-------- Фрагмент страницы

По внешнему виду, по характеру и составу населения этот город резко отличался от Самары. Саратов – столица Поволжья, старый культурный центр. Саратовская губерния – дворянская, некоторые уезды даже ультра-дворянские. Если Саратов дал Чернышевского, Пыпина и многих революционных деятелей, как Бальмашев350
, то Саратовская губерния дала и ярких представителей противоположного лагеря. Она дала П. Н. Дурново, ярого защитника самодержавия, министра внутренних дел, Акимова, министра юстиции, а впоследствии председателя Государственного Совета351, зажимавшего рот престарелым членам этого органа власти, решавшимся более или менее критично относиться к мероприятиям правительства.Саратов дал также Петра Аркадьевича Столыпина, и, наконец, саратовское дворянство дало известного «дворянина Павлова»352
, который смущал своими крепостнически-дворянскими выступлениями даже самых правоверных дворян.Одним словом, выбирай, что хочешь: ярого социалиста или ярого крепостника.
Хотя до 1904 года я раза два был в Саратове, но, приехав в 1904-м, я очутился в совершенно новом для меня городе. Всё здесь имело свою определенную физиономию: в то время как в Самаре первенствующую роль играло купечество, в Саратове на первом месте была интеллигенция; она, да еще дворянство, задавали тон местной жизни. Были в Саратове и богатые купцы, но их влияние ограничивалось биржей.

----------------
-------- Исходные данные

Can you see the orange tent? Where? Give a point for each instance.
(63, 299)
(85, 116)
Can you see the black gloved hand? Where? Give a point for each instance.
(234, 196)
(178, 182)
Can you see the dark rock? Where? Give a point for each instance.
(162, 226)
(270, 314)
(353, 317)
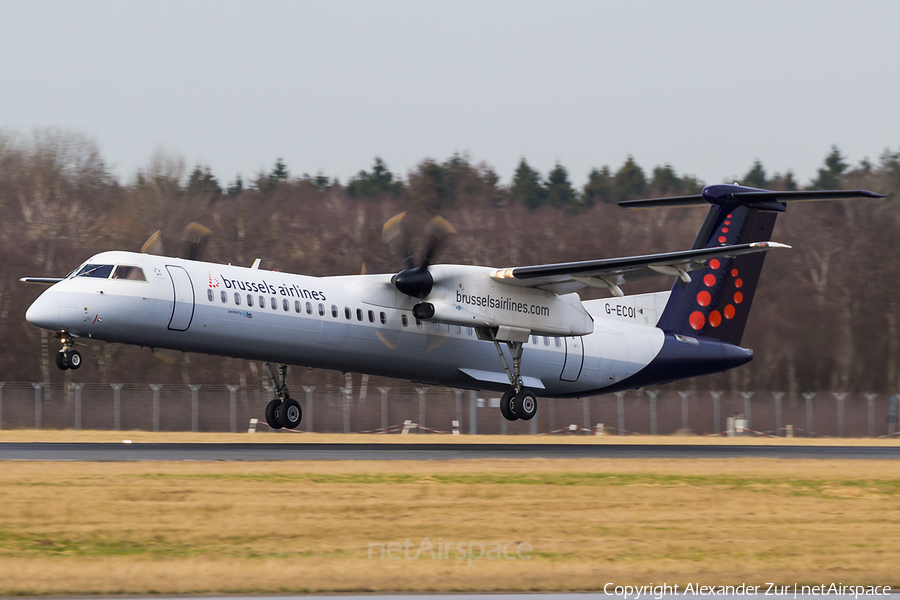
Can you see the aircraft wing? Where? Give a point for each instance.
(41, 280)
(609, 273)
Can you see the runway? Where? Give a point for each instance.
(107, 452)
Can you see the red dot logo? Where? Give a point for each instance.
(697, 320)
(703, 298)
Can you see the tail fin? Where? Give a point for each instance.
(716, 303)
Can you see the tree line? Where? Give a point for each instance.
(824, 318)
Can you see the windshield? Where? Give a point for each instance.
(99, 271)
(129, 272)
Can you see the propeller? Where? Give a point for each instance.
(192, 235)
(415, 280)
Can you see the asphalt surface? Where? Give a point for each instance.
(106, 452)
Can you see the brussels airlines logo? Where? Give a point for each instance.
(502, 303)
(264, 287)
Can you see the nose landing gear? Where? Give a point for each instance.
(283, 411)
(67, 357)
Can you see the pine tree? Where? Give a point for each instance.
(528, 188)
(756, 176)
(630, 181)
(830, 176)
(559, 188)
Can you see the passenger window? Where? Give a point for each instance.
(98, 271)
(131, 273)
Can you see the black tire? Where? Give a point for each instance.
(272, 414)
(290, 414)
(506, 406)
(525, 405)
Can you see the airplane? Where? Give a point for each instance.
(523, 331)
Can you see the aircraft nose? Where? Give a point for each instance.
(44, 312)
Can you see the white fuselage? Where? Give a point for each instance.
(353, 323)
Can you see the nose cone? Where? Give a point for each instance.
(44, 312)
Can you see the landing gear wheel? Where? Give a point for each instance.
(289, 415)
(506, 408)
(272, 413)
(525, 405)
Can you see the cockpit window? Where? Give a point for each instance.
(127, 272)
(98, 271)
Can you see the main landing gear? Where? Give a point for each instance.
(67, 357)
(283, 411)
(517, 403)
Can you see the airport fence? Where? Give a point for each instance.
(429, 409)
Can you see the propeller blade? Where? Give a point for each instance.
(392, 235)
(153, 245)
(193, 234)
(438, 229)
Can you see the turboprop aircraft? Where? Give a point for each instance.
(523, 331)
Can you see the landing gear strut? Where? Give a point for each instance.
(67, 357)
(517, 403)
(283, 411)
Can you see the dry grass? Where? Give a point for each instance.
(306, 526)
(70, 435)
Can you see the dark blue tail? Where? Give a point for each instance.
(716, 303)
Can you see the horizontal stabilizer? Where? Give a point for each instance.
(722, 195)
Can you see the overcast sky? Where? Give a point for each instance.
(705, 86)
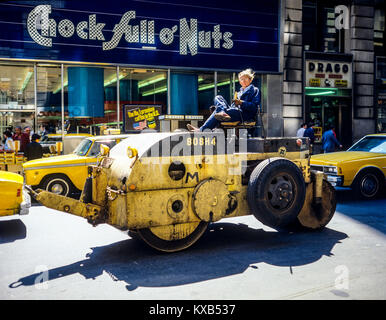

----------------

Задание: Перепишите из текста о Саратове отрывок, начиная со слов «Хотя до 1904» и заканчивая словами «влияние ограничивалось биржей.» включительно.

Выполненное задание:
Хотя до 1904 года я раза два был в Саратове, но, приехав в 1904-м, я очутился в совершенно новом для меня городе. Всё здесь имело свою определенную физиономию: в то время как в Самаре первенствующую роль играло купечество, в Саратове на первом месте была интеллигенция; она, да еще дворянство, задавали тон местной жизни. Были в Саратове и богатые купцы, но их влияние ограничивалось биржей.